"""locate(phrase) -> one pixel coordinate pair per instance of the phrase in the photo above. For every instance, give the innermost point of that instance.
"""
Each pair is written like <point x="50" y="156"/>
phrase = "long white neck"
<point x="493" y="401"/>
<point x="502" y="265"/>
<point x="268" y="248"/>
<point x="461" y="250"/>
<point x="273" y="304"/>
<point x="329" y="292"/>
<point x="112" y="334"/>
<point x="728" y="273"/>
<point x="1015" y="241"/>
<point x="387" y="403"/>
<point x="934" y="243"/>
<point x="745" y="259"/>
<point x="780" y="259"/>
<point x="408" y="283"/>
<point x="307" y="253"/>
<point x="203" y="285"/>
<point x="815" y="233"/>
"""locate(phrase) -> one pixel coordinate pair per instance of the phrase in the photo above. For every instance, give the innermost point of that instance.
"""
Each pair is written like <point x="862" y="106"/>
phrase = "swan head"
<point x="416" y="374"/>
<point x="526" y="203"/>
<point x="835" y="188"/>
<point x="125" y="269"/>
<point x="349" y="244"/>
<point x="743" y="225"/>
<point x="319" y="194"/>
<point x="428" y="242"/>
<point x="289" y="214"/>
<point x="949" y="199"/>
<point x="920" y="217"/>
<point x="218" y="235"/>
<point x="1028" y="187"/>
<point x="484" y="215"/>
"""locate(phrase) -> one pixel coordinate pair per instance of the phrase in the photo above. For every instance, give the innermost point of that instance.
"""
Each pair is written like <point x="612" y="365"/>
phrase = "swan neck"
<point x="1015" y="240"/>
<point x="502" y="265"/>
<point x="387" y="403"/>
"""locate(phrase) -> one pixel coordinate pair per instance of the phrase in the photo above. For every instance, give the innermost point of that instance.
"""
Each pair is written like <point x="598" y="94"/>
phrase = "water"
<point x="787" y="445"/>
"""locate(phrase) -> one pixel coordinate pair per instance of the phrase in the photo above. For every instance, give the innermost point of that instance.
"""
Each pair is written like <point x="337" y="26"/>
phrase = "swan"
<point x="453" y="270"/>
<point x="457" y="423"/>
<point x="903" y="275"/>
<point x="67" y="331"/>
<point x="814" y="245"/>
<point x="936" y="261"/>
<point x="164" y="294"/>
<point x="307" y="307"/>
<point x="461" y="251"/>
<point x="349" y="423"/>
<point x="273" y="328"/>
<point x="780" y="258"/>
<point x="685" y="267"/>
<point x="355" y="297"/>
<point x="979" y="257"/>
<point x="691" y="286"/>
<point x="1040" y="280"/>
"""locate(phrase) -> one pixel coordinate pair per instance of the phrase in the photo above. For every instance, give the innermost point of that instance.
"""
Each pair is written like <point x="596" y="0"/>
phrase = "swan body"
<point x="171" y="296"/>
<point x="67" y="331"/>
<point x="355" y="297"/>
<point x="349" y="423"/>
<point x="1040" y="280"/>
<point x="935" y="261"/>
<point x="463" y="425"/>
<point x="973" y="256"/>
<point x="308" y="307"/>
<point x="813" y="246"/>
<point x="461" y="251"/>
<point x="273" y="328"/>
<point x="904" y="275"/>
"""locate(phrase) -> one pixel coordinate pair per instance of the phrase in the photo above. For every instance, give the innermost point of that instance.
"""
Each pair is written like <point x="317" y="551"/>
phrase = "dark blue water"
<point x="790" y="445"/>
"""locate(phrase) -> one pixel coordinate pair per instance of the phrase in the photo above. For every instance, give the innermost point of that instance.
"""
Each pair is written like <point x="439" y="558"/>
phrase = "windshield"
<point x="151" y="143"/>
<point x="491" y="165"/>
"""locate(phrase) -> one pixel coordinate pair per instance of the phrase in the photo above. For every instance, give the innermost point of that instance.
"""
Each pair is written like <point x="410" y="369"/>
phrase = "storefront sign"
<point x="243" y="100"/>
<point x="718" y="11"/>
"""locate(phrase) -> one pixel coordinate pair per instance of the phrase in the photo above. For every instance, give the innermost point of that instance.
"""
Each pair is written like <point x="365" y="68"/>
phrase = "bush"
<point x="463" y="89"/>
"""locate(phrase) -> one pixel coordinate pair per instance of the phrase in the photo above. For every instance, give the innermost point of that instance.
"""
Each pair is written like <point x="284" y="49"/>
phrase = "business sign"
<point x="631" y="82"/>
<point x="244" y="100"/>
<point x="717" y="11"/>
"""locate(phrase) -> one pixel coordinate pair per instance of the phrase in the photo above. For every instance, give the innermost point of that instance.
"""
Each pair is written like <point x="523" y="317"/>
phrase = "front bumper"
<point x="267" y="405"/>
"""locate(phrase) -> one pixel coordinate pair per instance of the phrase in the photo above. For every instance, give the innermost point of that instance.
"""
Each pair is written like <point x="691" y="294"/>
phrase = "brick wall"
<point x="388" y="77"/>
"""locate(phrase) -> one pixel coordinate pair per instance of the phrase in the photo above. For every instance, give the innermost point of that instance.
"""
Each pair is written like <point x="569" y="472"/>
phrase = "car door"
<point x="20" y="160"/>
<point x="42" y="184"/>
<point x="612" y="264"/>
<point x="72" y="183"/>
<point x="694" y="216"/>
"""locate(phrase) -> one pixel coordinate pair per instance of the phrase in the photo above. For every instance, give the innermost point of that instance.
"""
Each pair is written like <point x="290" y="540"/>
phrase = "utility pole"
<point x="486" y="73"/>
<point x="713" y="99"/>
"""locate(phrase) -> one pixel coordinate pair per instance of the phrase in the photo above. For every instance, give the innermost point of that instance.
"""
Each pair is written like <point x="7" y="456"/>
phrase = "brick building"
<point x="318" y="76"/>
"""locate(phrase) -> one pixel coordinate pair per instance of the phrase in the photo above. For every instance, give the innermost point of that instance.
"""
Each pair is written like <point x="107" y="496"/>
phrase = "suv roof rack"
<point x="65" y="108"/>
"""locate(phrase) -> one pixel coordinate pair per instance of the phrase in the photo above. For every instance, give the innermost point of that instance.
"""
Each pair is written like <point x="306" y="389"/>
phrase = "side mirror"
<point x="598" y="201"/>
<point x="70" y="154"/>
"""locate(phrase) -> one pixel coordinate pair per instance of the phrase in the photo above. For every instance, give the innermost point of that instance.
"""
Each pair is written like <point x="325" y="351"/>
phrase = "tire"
# # # # #
▶ [REQUIRED TASK]
Find every line in the records above that contains the string "sign", and copy each of those lines. Match the case of the string exactly.

▶ [FINISHED EXERCISE]
phrase = "storefront sign"
phrase = "business sign"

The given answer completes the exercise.